PROBLEM: Will you extract every one of the rows below and copy each one out verbatim?

— START OF RECORDS FOR PROCESSING —

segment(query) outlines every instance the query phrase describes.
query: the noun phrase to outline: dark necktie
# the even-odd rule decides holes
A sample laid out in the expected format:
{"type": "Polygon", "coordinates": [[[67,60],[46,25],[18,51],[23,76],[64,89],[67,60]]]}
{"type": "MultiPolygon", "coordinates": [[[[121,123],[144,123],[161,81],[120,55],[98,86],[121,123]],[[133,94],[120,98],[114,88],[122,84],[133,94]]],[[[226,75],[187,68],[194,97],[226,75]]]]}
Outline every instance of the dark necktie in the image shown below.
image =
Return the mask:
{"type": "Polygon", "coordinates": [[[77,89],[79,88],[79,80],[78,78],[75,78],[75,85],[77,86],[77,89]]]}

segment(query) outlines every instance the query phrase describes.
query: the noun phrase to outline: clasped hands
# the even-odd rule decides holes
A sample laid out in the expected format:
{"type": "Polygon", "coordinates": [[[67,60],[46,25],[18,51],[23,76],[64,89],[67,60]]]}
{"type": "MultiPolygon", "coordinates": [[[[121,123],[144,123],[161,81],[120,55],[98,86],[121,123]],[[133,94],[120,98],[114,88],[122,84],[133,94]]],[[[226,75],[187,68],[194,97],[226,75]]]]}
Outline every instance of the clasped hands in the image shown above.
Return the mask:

— END OF RECORDS FOR PROCESSING —

EXERCISE SOLUTION:
segment(query) outlines every instance the query phrase describes.
query: the noun phrase to outline: dark necktie
# the even-odd rule decides holes
A sample laid out in the expected format:
{"type": "Polygon", "coordinates": [[[67,60],[46,25],[18,51],[23,76],[64,89],[67,60]]]}
{"type": "MultiPolygon", "coordinates": [[[[121,123],[144,123],[161,81],[120,55],[98,86],[121,123]],[[133,94],[120,98],[114,88],[122,84],[133,94]]],[[[226,75],[187,68],[194,97],[226,75]]]]}
Outline every instance of the dark necktie in the image shown below.
image =
Return the mask:
{"type": "Polygon", "coordinates": [[[77,89],[79,88],[79,80],[78,78],[75,78],[75,85],[77,86],[77,89]]]}

segment(query) outlines every instance the query phrase describes.
query: the noun phrase to outline: clasped hands
# the even-odd rule decides holes
A sample laid out in the expected format:
{"type": "Polygon", "coordinates": [[[67,60],[46,25],[18,51],[23,76],[64,89],[67,60]]]}
{"type": "MultiPolygon", "coordinates": [[[[121,123],[144,123],[161,81],[120,55],[98,86],[121,123]],[[133,94],[120,98],[114,88],[122,84],[133,94]]],[[[226,75],[187,68],[194,97],[226,75]]]]}
Outline every instance of the clasped hands in the image shown above.
Return the mask:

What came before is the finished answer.